+++ Material for this task +++

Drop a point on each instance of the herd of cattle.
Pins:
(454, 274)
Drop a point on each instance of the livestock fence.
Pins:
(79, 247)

+++

◆ Directions: Only lines with the word "each" are wanted. Find and copy them from the records above.

◆ Worked solution:
Drop a point on each instance of the herd of cattle.
Drop a point on each instance of the livestock fence.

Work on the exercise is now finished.